List of tasks
a) In one to three sentences, explain why the site-selection text below warns against wildfire-prone areas for a data center that relies on air-side economizers.
b) Which natural hazards does the site-selection text below name as the ones that matter?

Article
_ _ _ _
This ties straight to the water section and to the cooling design, so it is not a standalone preference. A cold, dry site can run dry coolers and economizers and spend little water. A hot, humid site leans harder on either evaporative cooling, which spends water, or mechanical cooling, which spends power. Match the cooling design to the climate, and credit the climate in the energy model rather than treating it as a footnote.

Natural-hazard risk

Natural-hazard exposure is a screen you run to avoid building a critical facility where the ground, the weather, or the fire season will threaten it. The hazards that matter are seismic activity, flooding, wildfire, tornado, and hurricane, and each one either rules a site out or adds hardening cost that belongs in the comparison.

Some of this is avoidance, plain and simple. You do not put a data center in a mapped floodplain if you can help it, because the flood risk, the insurance, and the downtime exposure are not worth it, and where a site touches a flood zone you raise the critical equipment above the flood elevation. High seismic zones drive structural cost and equipment anchoring. Wildfire-prone areas bring smoke, which fouls air-side economizers and forces them shut during the exact hot, dry conditions when you most wanted free cooling, on top of the fire and power-shutoff risk itself.
_ _ _ _
Provided material
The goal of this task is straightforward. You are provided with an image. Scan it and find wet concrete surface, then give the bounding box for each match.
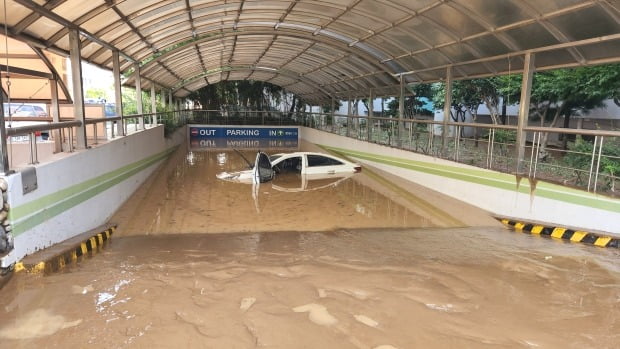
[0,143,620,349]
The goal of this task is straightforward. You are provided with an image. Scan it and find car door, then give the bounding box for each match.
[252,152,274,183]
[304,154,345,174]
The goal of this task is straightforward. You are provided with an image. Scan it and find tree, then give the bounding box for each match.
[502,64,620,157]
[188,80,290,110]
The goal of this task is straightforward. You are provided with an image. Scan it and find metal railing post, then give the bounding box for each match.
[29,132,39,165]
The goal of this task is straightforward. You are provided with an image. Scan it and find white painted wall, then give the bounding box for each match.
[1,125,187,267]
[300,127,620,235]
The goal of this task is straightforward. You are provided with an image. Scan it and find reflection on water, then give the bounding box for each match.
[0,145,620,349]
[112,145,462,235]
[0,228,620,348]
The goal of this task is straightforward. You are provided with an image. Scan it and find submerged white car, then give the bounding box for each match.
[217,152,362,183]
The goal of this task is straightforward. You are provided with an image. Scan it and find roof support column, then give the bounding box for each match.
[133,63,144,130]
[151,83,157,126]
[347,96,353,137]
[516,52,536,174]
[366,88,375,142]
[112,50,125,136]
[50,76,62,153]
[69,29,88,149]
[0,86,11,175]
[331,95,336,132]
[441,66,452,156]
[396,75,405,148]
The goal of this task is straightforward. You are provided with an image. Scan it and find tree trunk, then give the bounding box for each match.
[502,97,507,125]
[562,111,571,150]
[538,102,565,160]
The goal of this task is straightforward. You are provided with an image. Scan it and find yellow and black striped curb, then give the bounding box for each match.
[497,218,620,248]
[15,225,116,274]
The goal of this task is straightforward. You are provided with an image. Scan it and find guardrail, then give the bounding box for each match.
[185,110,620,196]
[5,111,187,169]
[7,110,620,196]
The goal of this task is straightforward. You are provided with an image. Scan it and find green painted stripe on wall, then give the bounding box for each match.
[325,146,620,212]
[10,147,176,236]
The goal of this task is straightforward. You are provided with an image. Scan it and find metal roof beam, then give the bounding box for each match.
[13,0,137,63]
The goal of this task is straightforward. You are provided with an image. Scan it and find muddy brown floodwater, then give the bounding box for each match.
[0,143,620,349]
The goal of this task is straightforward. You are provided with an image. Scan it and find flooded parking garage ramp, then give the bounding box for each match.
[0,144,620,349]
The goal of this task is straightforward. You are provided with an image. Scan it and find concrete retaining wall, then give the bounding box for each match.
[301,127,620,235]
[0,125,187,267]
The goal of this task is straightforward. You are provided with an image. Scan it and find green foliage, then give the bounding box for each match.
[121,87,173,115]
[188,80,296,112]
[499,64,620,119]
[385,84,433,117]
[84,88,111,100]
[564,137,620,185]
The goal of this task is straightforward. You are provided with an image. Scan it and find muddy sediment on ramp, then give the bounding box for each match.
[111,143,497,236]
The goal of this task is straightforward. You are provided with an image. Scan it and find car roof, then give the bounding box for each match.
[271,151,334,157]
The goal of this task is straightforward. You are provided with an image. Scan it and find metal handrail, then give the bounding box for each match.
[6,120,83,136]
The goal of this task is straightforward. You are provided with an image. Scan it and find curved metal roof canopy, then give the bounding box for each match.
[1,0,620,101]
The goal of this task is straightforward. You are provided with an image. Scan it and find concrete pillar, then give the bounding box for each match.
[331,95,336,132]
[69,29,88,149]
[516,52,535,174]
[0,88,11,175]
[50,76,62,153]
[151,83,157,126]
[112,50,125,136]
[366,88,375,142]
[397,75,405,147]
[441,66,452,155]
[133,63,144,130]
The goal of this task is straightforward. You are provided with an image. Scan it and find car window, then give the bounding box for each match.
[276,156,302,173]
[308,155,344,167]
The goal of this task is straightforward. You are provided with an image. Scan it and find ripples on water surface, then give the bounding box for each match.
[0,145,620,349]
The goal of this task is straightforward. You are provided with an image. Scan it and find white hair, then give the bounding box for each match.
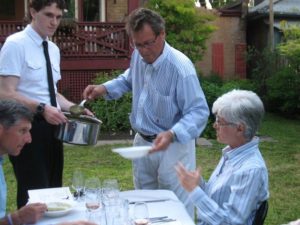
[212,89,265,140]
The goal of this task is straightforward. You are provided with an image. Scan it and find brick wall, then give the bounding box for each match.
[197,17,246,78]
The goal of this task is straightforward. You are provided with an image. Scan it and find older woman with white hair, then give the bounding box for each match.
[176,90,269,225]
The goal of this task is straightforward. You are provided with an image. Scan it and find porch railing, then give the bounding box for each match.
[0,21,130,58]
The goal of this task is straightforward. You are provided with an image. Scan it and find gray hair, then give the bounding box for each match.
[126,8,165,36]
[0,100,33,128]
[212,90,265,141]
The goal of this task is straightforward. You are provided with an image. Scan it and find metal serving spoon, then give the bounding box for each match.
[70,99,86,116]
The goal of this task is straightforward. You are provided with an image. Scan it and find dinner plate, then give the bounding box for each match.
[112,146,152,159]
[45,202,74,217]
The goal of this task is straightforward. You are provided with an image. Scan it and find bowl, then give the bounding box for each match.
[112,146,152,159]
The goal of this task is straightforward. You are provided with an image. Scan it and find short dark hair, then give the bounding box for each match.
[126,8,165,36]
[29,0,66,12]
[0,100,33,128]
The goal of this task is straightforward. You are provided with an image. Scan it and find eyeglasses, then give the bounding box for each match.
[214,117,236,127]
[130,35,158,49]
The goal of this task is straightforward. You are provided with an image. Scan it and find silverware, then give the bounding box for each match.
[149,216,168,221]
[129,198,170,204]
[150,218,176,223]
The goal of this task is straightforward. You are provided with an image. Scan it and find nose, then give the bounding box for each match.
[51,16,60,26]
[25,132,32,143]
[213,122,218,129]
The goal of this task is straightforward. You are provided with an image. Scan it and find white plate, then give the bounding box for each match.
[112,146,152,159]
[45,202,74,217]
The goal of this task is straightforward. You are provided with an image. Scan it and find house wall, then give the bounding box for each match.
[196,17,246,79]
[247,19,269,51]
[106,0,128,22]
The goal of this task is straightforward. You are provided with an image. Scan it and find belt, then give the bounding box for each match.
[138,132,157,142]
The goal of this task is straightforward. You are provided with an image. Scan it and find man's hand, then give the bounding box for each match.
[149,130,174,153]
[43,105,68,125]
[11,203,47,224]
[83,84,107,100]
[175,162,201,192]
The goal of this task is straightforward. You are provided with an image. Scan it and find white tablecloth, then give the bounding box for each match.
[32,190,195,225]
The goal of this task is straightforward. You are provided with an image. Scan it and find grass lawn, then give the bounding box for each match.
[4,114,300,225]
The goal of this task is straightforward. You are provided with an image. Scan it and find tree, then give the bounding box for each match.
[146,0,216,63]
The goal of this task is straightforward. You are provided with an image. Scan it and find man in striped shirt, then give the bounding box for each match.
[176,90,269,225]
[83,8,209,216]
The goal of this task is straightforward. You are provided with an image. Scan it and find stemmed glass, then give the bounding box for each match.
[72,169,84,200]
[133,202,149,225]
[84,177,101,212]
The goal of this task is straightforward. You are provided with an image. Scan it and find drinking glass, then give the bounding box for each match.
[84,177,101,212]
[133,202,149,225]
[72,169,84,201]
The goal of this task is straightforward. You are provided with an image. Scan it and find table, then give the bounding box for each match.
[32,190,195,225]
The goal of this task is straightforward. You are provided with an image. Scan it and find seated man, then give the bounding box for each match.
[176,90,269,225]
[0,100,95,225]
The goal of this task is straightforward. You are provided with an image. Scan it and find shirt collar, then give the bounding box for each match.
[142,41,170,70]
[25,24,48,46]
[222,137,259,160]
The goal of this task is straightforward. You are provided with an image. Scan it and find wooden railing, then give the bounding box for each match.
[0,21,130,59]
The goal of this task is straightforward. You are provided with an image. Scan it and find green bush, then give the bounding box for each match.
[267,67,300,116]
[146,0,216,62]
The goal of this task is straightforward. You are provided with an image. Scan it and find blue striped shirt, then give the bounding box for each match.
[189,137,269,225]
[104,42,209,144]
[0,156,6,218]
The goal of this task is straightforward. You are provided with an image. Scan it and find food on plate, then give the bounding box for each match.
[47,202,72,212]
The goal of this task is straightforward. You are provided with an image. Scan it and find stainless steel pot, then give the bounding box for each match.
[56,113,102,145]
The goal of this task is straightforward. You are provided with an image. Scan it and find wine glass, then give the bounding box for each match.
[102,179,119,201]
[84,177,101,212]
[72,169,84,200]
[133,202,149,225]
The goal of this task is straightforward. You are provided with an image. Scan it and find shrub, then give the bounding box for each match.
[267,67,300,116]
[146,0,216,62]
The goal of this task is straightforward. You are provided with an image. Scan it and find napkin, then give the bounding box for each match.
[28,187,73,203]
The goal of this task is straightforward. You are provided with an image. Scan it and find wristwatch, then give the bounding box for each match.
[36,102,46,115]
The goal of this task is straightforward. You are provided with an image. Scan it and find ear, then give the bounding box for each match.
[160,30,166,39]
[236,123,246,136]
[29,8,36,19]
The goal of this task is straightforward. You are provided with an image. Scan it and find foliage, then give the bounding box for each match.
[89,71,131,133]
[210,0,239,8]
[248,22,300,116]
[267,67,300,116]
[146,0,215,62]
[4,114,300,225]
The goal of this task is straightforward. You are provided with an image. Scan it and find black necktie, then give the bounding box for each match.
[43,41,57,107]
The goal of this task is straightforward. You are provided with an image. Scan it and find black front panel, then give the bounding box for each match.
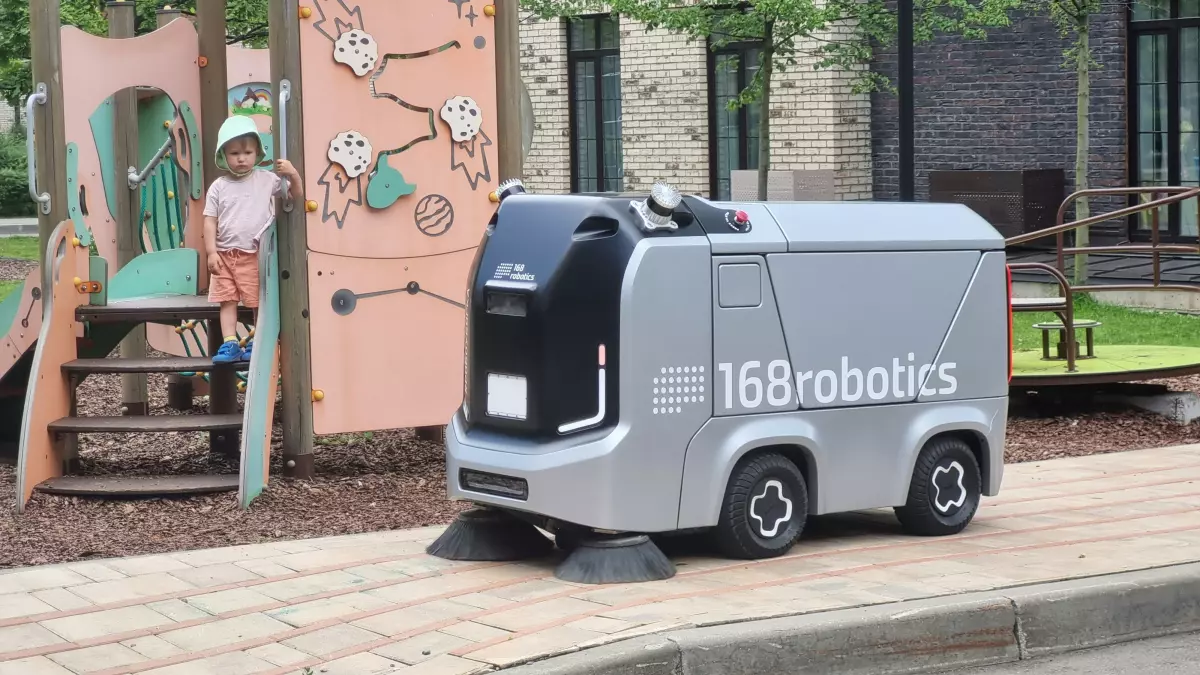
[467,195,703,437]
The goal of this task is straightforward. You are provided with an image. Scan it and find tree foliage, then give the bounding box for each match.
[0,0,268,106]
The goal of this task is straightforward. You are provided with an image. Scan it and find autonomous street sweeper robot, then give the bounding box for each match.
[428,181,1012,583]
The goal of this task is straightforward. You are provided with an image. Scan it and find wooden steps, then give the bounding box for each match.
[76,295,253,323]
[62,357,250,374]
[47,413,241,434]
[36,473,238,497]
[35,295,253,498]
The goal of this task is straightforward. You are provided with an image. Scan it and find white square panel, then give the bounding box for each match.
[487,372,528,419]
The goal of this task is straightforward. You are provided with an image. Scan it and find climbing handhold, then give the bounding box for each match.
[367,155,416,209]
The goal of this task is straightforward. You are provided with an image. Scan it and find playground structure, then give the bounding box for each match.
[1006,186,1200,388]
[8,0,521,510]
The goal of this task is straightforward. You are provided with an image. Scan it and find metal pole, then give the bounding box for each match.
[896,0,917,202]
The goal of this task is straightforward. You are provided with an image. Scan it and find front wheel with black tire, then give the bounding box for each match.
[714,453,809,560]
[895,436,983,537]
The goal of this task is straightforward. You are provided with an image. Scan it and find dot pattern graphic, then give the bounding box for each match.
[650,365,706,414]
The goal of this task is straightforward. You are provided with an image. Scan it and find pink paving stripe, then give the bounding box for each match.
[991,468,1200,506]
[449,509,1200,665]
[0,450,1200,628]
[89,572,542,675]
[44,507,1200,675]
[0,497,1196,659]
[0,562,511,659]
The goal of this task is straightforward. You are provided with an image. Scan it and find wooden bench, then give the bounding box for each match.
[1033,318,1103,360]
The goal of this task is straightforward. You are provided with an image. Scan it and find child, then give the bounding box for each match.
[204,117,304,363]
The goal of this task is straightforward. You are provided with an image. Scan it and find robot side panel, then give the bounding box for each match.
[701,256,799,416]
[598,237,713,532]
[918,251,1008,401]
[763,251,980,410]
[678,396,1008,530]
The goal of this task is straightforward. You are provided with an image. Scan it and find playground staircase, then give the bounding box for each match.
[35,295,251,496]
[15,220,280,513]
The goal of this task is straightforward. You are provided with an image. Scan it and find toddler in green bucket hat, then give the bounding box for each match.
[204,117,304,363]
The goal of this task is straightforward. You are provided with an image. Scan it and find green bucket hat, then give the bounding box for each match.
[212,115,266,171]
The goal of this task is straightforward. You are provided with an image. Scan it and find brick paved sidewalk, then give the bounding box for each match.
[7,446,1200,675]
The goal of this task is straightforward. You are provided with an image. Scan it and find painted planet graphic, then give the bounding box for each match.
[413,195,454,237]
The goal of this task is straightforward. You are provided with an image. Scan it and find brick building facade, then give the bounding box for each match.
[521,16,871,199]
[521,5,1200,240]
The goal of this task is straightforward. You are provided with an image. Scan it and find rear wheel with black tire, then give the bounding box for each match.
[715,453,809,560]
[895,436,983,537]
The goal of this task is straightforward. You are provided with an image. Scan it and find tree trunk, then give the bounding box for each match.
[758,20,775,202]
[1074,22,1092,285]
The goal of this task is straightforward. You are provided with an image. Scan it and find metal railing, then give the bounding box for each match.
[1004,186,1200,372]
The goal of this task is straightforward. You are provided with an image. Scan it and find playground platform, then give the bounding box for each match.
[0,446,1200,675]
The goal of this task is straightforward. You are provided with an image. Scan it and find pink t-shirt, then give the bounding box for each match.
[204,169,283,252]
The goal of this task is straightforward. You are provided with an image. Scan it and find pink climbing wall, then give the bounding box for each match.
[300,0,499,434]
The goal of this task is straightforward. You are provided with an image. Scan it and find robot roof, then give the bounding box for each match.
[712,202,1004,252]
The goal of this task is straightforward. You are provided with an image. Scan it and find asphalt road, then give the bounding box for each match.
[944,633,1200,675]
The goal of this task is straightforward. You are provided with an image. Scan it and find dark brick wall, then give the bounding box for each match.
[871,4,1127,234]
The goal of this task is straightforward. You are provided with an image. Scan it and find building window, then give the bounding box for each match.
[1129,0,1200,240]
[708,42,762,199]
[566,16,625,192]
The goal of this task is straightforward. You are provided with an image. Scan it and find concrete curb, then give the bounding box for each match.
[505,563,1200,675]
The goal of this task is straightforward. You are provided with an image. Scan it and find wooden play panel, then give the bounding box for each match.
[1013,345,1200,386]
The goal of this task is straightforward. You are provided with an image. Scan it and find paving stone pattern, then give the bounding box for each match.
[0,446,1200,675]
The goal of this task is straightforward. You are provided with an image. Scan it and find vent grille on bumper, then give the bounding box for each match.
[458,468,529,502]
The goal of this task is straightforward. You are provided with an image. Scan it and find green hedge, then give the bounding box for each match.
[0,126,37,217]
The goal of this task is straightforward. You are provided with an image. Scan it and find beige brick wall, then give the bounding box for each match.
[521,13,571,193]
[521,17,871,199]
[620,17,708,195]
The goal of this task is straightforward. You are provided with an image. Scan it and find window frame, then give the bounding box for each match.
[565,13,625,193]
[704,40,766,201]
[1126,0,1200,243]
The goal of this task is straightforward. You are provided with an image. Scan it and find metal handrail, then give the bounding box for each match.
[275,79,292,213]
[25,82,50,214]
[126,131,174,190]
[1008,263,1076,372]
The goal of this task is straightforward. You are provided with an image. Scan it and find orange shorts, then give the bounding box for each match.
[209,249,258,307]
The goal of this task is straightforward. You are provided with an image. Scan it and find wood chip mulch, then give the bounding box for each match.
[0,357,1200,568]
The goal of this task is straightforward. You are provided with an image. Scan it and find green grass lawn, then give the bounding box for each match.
_ _ _ _
Task results
a) Wildfire smoke fouls air-side economizers and forces them shut during the hot, dry conditions when free cooling is most wanted. This comes on top of the risk from the fire itself and from power shutoffs.

b) The hazards that matter are seismic activity, flooding, wildfire, tornado, and hurricane.